# QUOTED TEXT
━━━━

Tom Challenger on tenor sax almost stole the show, though that’s partly because the very resonant acoustic favoured the sax sound (see below). He played ‘Aquarius’, for example, with an irresistible fluency in both the scored and improvised sections, belching cascades of golden, burnished notes with breathtaking speed and precision.

Crowley’s bass clarinet blended tantalisingly with the sax in a series of duos, of which ‘Pisces’ was perhaps the standout. The similar tone and range of the instruments made their collaborations all the more exciting, the brawny, twining lines acquiring an almost erotic charge.

Heinen is an unusually modest and generous leader, but his own playing, fluid and effortlessly skilful, were subtly brilliant. And Andrea di Biase on bass had ‘Sagittarius’ all to himself, giving a masterclass in spooky harmonics, though where he had to compete against the reeds he struggled to be heard.

The music boxes have their own kind of solo in some of the pieces, though neither the sound nor fixed, mechanical rhythm could easily be assimilated into the ensemble. A clockwork tune playing on loop, slowing all the while as its spring uncoils, is difficult to blend with the dynamic variation of a jazz quintet. The tone of the boxes, hard but quiet, curdles slightly in the velvety reeds. Despite the brilliance of both adaptation and performance, it did occasionally feel as if the music-box-concept tail was wagging the instrumental dog.

━━━━

# GIVEN MATERIAL
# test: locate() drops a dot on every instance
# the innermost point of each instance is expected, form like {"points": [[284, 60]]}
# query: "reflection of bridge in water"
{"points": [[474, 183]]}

━━━━

# PROBLEM SET
1. Translate this sentence from the concert review into Spanish: "A clockwork tune playing on loop, slowing all the while as its spring uncoils, is difficult to blend with the dynamic variation of a jazz quintet."
2. In the concert review, which piece did Andrea di Biase have all to himself?
3. Write the next part of the concert review, picking up after its final sentence.

# PER-TASK OUTPUTS
1. Una melodía de cuerda que suena en bucle, ralentizándose todo el tiempo a medida que su resorte se desenrolla, es difícil de combinar con la variación dinámica de un quinteto de jazz.

2. 'Sagittarius'

3.
In Germany, Stockhausen’s piece is so popular that it’s played daily from the clock tower of a Cologne church; here, the name has unfairly become a byword for the nails-down-the-blackboard excesses of the classical avant garde. This piece, at least, is charmingly melodic, and the originality and stylistic diversity of Heinen’s arrangement a stroke of brilliance. As Selwyn Harris wrote in his album review in the June issue of Jazzwise, Heinen “explores diverse and often surprisingly lyrical settings considering the subject, echoing at times Miles’ free bop quintet… and elements of Keith Jarrett’s European quartet”. With so much skill and inventiveness at his disposal, we can surely look forward to Heinen breaking more classical-crossover jazz moulds in his next work.

As ever, it’s encouraging to see a new jazz evening launch, but the Shaftesbury’s beautiful room, all glossy wood and polished stone, currently offers an echoey acoustic in which the sharp-elbowed sounds, particularly upper-range sax, can be overwhelming. The venue either needs a Jan Garbarek season to exploit the resonances, or should find some baffles or a PA to contour the sound.